Copy the listing from its beginning through the line with "point(156, 44)", putting "image" in place of "photograph" each time it appears and changing nothing else. Don't include the pictures in your copy.

__________

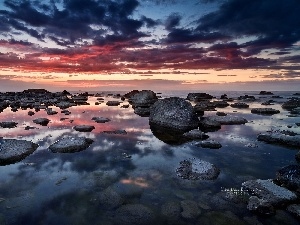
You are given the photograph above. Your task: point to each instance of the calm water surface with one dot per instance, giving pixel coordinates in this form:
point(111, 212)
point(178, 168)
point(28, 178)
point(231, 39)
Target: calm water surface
point(53, 188)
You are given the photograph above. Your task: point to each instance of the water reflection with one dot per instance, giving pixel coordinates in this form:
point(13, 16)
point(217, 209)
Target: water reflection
point(53, 188)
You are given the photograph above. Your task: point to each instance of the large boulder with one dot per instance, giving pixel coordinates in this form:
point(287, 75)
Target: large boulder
point(144, 98)
point(12, 150)
point(70, 145)
point(175, 113)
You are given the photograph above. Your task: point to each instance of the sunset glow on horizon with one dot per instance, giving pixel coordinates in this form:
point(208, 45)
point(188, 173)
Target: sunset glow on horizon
point(156, 44)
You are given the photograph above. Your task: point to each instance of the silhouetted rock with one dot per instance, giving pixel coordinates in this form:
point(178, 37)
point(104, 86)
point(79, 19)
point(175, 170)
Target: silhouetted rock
point(195, 169)
point(8, 124)
point(69, 145)
point(84, 128)
point(264, 111)
point(12, 151)
point(174, 113)
point(42, 121)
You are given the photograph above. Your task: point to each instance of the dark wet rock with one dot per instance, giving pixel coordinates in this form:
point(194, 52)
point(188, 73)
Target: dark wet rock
point(84, 128)
point(171, 211)
point(240, 105)
point(260, 206)
point(198, 96)
point(291, 104)
point(247, 98)
point(289, 176)
point(195, 169)
point(266, 93)
point(131, 94)
point(209, 144)
point(269, 192)
point(101, 119)
point(174, 113)
point(142, 111)
point(144, 99)
point(110, 199)
point(280, 138)
point(204, 106)
point(8, 124)
point(134, 214)
point(221, 114)
point(12, 150)
point(297, 156)
point(190, 209)
point(195, 134)
point(264, 111)
point(115, 132)
point(31, 113)
point(294, 209)
point(42, 121)
point(70, 145)
point(113, 103)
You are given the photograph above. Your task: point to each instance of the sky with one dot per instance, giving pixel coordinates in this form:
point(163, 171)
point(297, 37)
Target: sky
point(118, 45)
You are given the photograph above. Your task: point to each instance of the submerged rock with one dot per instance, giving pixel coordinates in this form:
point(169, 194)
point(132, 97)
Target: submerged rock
point(280, 138)
point(70, 145)
point(84, 128)
point(8, 124)
point(195, 169)
point(209, 144)
point(289, 176)
point(100, 119)
point(264, 111)
point(42, 121)
point(12, 150)
point(134, 214)
point(268, 193)
point(174, 113)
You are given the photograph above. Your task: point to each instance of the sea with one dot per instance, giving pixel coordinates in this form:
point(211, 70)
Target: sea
point(131, 178)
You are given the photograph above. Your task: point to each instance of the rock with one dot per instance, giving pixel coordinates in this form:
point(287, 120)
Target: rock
point(144, 99)
point(260, 206)
point(174, 113)
point(31, 113)
point(294, 209)
point(240, 105)
point(115, 132)
point(84, 128)
point(195, 134)
point(142, 111)
point(269, 192)
point(297, 156)
point(70, 145)
point(266, 93)
point(171, 211)
point(198, 96)
point(109, 199)
point(209, 144)
point(289, 176)
point(264, 111)
point(8, 124)
point(113, 103)
point(195, 169)
point(131, 94)
point(280, 138)
point(12, 150)
point(291, 104)
point(190, 209)
point(42, 121)
point(134, 214)
point(224, 120)
point(100, 119)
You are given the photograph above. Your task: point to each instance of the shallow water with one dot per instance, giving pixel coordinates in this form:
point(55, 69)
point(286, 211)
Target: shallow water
point(54, 188)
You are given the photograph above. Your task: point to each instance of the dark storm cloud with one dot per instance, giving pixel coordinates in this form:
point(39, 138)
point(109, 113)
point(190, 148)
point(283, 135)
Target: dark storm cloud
point(275, 23)
point(68, 22)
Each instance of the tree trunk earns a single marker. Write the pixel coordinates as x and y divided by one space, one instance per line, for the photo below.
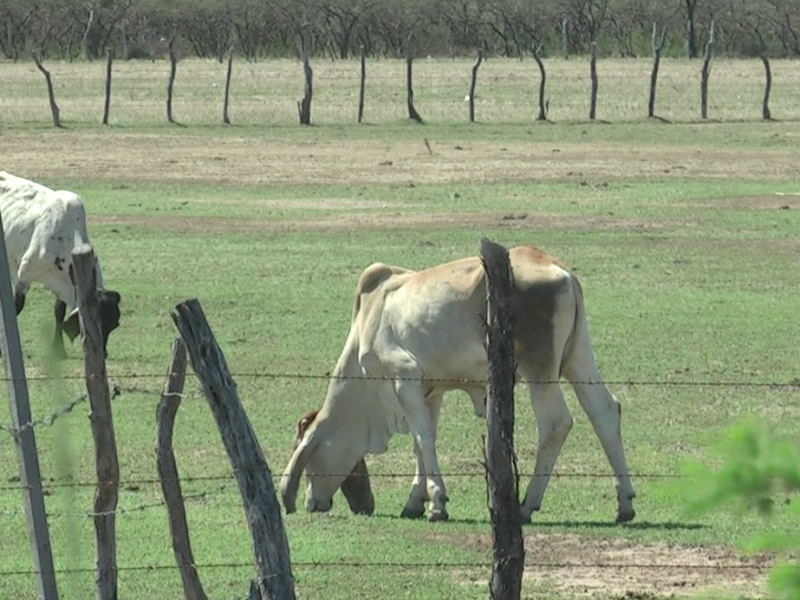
705 72
50 94
473 81
542 103
225 118
657 47
107 105
501 476
593 73
412 112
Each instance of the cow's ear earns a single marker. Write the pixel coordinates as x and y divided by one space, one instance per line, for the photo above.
72 326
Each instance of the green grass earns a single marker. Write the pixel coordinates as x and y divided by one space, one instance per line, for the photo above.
689 278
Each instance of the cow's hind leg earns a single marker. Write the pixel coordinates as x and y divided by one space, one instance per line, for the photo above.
422 420
554 423
604 412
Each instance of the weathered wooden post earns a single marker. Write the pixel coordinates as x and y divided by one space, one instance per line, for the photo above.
25 440
304 105
173 67
50 94
168 472
225 118
107 104
270 547
501 479
705 71
410 47
658 46
105 447
473 82
542 102
362 58
593 75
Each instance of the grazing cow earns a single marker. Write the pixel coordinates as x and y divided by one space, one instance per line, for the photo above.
356 487
41 228
416 335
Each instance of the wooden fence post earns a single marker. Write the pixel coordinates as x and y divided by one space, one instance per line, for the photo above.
412 112
225 118
304 105
542 102
362 57
173 67
105 447
593 74
658 46
168 472
501 476
705 71
109 60
50 94
25 440
473 82
270 546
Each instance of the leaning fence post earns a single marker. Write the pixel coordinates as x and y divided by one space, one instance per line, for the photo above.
166 411
25 441
501 480
105 447
270 546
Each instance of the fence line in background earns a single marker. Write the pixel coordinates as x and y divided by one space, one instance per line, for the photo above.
419 565
794 383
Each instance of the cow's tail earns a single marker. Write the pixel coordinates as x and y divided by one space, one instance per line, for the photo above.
290 482
579 326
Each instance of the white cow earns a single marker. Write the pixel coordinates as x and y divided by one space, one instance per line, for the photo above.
416 335
41 227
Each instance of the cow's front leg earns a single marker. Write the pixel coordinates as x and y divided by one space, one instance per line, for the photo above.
415 505
423 431
554 423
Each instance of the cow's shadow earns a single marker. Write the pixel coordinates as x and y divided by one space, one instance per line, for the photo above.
639 525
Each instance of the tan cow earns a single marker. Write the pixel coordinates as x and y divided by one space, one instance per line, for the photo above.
416 335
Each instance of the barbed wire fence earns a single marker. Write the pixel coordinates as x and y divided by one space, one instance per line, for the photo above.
50 418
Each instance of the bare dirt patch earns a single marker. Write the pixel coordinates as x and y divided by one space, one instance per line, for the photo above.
379 221
196 158
584 566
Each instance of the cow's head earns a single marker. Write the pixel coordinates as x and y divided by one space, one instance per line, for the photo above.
108 307
329 465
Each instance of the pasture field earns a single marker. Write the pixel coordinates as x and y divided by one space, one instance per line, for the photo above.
684 235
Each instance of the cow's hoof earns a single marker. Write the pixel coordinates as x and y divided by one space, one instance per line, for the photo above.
436 515
625 516
412 513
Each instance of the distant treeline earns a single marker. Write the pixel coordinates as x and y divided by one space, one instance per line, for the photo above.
142 29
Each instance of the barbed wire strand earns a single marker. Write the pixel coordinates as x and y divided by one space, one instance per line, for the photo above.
793 383
231 475
411 565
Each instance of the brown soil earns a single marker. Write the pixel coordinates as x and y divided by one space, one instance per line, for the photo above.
582 566
253 160
377 220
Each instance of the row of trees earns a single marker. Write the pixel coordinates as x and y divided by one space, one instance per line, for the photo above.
260 28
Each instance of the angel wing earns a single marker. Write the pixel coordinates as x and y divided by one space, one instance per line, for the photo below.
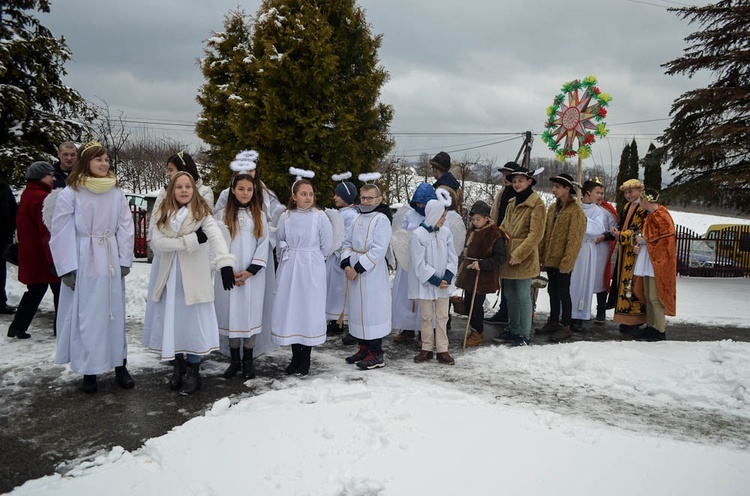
458 229
48 207
398 217
400 244
337 223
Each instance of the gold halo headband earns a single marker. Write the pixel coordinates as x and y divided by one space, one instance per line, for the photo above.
90 145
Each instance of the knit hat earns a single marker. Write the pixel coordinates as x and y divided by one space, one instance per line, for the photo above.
38 170
565 180
346 191
432 212
480 208
521 171
441 161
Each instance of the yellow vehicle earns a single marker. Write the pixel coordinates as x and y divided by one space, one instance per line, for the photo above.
731 243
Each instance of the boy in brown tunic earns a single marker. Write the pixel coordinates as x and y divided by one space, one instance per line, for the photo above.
484 252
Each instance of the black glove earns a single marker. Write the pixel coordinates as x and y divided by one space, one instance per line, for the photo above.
69 280
227 278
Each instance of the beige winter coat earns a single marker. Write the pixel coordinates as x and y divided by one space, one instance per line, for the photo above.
195 265
563 237
524 224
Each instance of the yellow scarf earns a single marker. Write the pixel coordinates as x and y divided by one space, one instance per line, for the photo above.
99 185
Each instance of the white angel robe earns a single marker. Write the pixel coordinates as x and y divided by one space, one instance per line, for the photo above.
304 239
405 312
602 252
335 277
239 312
584 275
92 234
368 299
431 254
171 325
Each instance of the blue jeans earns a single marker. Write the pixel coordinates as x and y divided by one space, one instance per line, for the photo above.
518 294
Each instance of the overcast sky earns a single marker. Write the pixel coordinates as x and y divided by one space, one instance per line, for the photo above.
473 66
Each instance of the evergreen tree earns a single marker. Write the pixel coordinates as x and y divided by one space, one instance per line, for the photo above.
652 167
225 67
708 140
634 161
623 174
38 110
306 92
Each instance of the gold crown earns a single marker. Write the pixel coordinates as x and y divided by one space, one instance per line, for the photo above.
89 145
649 198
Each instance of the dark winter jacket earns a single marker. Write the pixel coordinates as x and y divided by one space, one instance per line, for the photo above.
424 193
60 176
8 210
487 246
34 256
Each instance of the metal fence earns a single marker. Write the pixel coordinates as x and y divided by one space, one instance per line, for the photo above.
725 254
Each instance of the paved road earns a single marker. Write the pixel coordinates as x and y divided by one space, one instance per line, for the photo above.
47 423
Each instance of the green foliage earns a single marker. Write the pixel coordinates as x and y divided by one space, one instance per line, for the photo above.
38 110
623 174
652 167
302 88
708 140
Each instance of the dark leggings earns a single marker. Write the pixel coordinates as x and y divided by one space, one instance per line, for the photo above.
29 304
559 297
476 320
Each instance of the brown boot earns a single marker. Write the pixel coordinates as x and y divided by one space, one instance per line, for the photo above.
446 359
475 339
403 336
423 356
561 335
549 328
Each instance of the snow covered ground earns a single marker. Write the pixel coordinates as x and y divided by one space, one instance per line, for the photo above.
581 418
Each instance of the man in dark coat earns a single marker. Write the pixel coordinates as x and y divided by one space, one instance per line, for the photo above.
8 209
67 154
35 265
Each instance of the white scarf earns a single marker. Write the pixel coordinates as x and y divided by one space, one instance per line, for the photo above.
176 220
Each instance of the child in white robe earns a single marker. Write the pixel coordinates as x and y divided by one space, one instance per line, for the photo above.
240 312
91 241
433 262
363 262
304 239
182 319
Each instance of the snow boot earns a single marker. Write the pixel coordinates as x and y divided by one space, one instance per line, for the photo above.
296 357
248 368
361 354
89 384
192 380
235 365
304 362
180 367
123 377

__________

- **Written answer**:
You are given the image above. Your task: point to each instance of the calm water surface with one dot per instance, giving pixel coordinates in this form:
point(111, 212)
point(178, 168)
point(28, 178)
point(231, 39)
Target: calm water surface
point(53, 188)
You are given the image above. Your task: point to each instance of the water reflection with one dot per instance, giving pixel coordinates in this form:
point(13, 16)
point(217, 209)
Target: water reflection
point(53, 188)
You are given the image above. Your task: point to each instance of the large boulder with one dot per instance, giving pixel coordinates in this form:
point(287, 75)
Target: large boulder
point(144, 98)
point(12, 150)
point(70, 145)
point(175, 113)
You are given the image above. Your task: point to each instance of the sunset glow on horizon with one dot per instance, giving pixel coordinates in this form:
point(208, 45)
point(188, 173)
Target: sunset glow on horizon
point(156, 44)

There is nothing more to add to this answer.